● Problem description:
Word for word, retype the records below.

───

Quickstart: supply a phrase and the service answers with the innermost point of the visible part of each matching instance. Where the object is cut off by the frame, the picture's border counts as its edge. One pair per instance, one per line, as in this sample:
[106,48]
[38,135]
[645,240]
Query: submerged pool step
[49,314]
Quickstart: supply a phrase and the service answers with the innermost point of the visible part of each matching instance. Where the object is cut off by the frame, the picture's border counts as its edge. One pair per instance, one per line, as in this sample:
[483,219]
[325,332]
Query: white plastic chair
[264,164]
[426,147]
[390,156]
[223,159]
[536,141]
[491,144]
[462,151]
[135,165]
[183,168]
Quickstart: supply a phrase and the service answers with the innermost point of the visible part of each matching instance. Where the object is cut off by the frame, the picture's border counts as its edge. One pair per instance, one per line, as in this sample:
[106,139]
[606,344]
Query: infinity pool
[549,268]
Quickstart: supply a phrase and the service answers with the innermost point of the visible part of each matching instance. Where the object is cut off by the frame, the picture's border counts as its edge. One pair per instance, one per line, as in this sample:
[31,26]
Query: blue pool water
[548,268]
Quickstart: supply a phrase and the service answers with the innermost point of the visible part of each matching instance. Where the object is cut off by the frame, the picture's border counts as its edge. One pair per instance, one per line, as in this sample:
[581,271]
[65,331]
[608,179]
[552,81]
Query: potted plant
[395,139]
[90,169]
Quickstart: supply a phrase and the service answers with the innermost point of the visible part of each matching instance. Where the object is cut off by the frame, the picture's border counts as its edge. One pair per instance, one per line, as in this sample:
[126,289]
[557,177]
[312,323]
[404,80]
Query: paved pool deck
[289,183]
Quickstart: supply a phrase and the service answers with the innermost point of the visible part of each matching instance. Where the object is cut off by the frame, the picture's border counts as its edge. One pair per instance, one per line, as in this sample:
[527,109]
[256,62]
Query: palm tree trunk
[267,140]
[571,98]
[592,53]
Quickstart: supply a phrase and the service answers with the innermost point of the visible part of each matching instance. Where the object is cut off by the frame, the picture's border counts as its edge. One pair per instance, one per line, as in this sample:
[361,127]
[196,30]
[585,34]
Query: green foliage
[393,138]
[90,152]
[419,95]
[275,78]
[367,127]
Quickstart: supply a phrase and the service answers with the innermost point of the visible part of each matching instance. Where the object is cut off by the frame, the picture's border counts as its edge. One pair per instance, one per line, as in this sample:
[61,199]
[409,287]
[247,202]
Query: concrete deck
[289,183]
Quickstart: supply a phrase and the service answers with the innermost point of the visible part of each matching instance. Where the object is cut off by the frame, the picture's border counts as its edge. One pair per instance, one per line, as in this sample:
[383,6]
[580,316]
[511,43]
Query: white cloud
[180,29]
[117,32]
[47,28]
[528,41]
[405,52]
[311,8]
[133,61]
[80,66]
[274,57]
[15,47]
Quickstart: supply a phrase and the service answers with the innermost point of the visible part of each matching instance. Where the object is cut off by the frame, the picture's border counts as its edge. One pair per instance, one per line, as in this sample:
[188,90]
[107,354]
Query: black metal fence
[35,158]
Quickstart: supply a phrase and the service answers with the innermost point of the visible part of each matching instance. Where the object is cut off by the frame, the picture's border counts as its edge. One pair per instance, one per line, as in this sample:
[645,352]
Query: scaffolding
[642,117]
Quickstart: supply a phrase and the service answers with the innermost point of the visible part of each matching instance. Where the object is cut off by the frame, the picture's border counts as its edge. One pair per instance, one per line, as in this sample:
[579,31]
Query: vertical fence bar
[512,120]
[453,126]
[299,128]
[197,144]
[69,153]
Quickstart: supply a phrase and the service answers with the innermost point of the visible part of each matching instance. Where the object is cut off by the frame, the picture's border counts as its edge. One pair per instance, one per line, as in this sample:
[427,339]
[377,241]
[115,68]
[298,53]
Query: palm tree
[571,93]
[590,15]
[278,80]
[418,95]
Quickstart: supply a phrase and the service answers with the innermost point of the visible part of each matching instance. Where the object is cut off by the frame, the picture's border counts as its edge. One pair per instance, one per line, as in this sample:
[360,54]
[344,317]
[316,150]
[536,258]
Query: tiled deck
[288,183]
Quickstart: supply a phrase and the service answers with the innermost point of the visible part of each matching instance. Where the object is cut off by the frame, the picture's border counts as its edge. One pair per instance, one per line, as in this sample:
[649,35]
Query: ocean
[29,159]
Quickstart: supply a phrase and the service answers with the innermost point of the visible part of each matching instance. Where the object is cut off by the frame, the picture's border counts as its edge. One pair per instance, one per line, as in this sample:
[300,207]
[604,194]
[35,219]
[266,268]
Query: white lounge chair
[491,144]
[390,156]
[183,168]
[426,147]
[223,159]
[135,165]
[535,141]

───

● Answer space:
Quickstart: supply a phrase and the service answers with the innermost point of the visible part of each matching instance. Where the object is cut off by the frame, the picture's border counts as its edge. One pair per instance, one per line, as in this sample:
[106,48]
[38,135]
[645,240]
Query: submerged pool step
[49,314]
Quickstart: supply a phrase and the service answers with the innermost point of the visible part of each matching instance. Where the object is cut off by the frame, the picture's border counts as its edge. One pair per instance, one per line, as in this sample:
[483,219]
[325,332]
Query: white plastic chair
[264,164]
[426,147]
[390,156]
[223,159]
[536,141]
[491,144]
[462,151]
[135,165]
[183,168]
Quickstart: supply a phrase and the service answers with the innermost point of the visible part of each matching instance. Where the object is cut off by the frame, the picture's border counts as its edge. One pair per instance, one per line, as in this sample:
[106,139]
[606,344]
Query: infinity pool
[549,268]
Quickstart: supply a phrase and the service answers with the innermost point of the visible part of each matching instance. Where the object is cut off by the frame, the picture's border counts as its edge. One pair per instance, one per line, as in this sample:
[31,26]
Query: blue pool water
[548,268]
Quickstart: supply a phrase and the service answers with the innermost point of the visible part of each matching instance. Where the object is cut off by the frame, the picture's border counts as its edge. One pair per instance, one per line, as in this sample:
[581,271]
[65,331]
[608,179]
[552,81]
Query: potted plant
[395,139]
[90,169]
Quickstart: supply a phrase and the service answers with the innermost point of the visible part of each matching instance. Where the object is cut off by the frame, the picture's border counts as its edge. One pair per instance, one per line, as in this sample:
[126,289]
[557,177]
[312,323]
[404,80]
Query: paved pool deck
[289,183]
Quickstart: supply a phrase and the service answers with the innermost point of the visible part of each matching instance. Where the object is cut off by the frame, the picture's border counts as its edge. One pair per instance, one per line, as in this sample:
[527,109]
[256,62]
Query: palm tree trunk
[267,140]
[571,98]
[592,53]
Quickstart: supply a phrase and the service answers with the innermost point of the visible part of each matching instance. Where the object is cut off by the frame, the picture's border counts as its edge. One pair per instance, one per line, as in this sample:
[361,127]
[196,30]
[585,34]
Query: green foliage
[393,138]
[90,152]
[419,95]
[275,78]
[367,127]
Quickstart: supply a phrase and the service answers with the innermost point of the visible part of each matching instance. Where the object is cut off by the frame, the picture's border counts as its edge. One pair per instance, one per line, as in this sample:
[61,199]
[409,287]
[247,202]
Query: concrete deck
[289,183]
Quickstart: supply a phrase and the service answers with the innermost point of the visible part of each matching instance. Where the object is cut off by the frame, the picture's border counts as its edge. One pair per instance, one per line, as in this sample:
[383,6]
[580,316]
[511,43]
Query: white cloud
[180,29]
[117,32]
[47,28]
[528,41]
[405,52]
[311,8]
[133,61]
[80,66]
[274,57]
[15,47]
Quickstart: supply a phrase and the service answers with the innermost point of the visible part of each matching instance. Where the object is cut off by the frame, the picture's border counts as its edge. One pair per instance, one per line, as in this sample:
[188,90]
[107,354]
Query: black metal fence
[35,158]
Quickstart: supply a phrase and the service answers with the innermost point of the visible part of each matching instance. Where the object is cut off by the frame, the picture's border counts as its edge. One pair per instance, one per line, as in this sample:
[645,352]
Query: scaffolding
[642,117]
Quickstart: supply a phrase and the service answers with the innermost point of the visible part of each matching instance. Where the object is cut off by the frame, the picture's border counts as its edge. One pair per instance, one per line, as in this sample:
[579,31]
Query: vertical fence bar
[512,120]
[453,126]
[299,128]
[197,144]
[69,153]
Quickstart: supply a phrase and the service answers with the innermost point of the visible part of each matching instance. Where the object is cut off by the frame, the picture's border counts as its edge. One pair per instance, one per line, as in this sample:
[427,339]
[377,241]
[115,68]
[298,53]
Query: palm tree
[571,93]
[590,15]
[278,80]
[418,95]
Quickstart: supply a phrase and the service answers with the innermost point of the visible part of each matching instance. Where the object is cut off by the frame, the picture's border counts as its edge. One pair per instance, one per line, as in this sample:
[360,54]
[344,317]
[316,150]
[536,258]
Query: tiled deck
[288,183]
Quickstart: supply a phrase and the service answers with the innermost point of the visible part of each matching instance. Where the object is cut off by the frame, the picture's border counts as its edge. One pair per instance, one per line, as in this sample:
[649,35]
Query: ocean
[29,159]
Quickstart: supply a phrase and the service answers with the innermost point of the visible part of each matching instance. Where the object is cut off by the frame, the picture's border counts as its edge. One pair per instance, one per line, as in this sample:
[300,207]
[604,194]
[35,219]
[266,268]
Query: white lounge chair
[491,144]
[390,156]
[183,168]
[426,147]
[223,159]
[135,165]
[535,141]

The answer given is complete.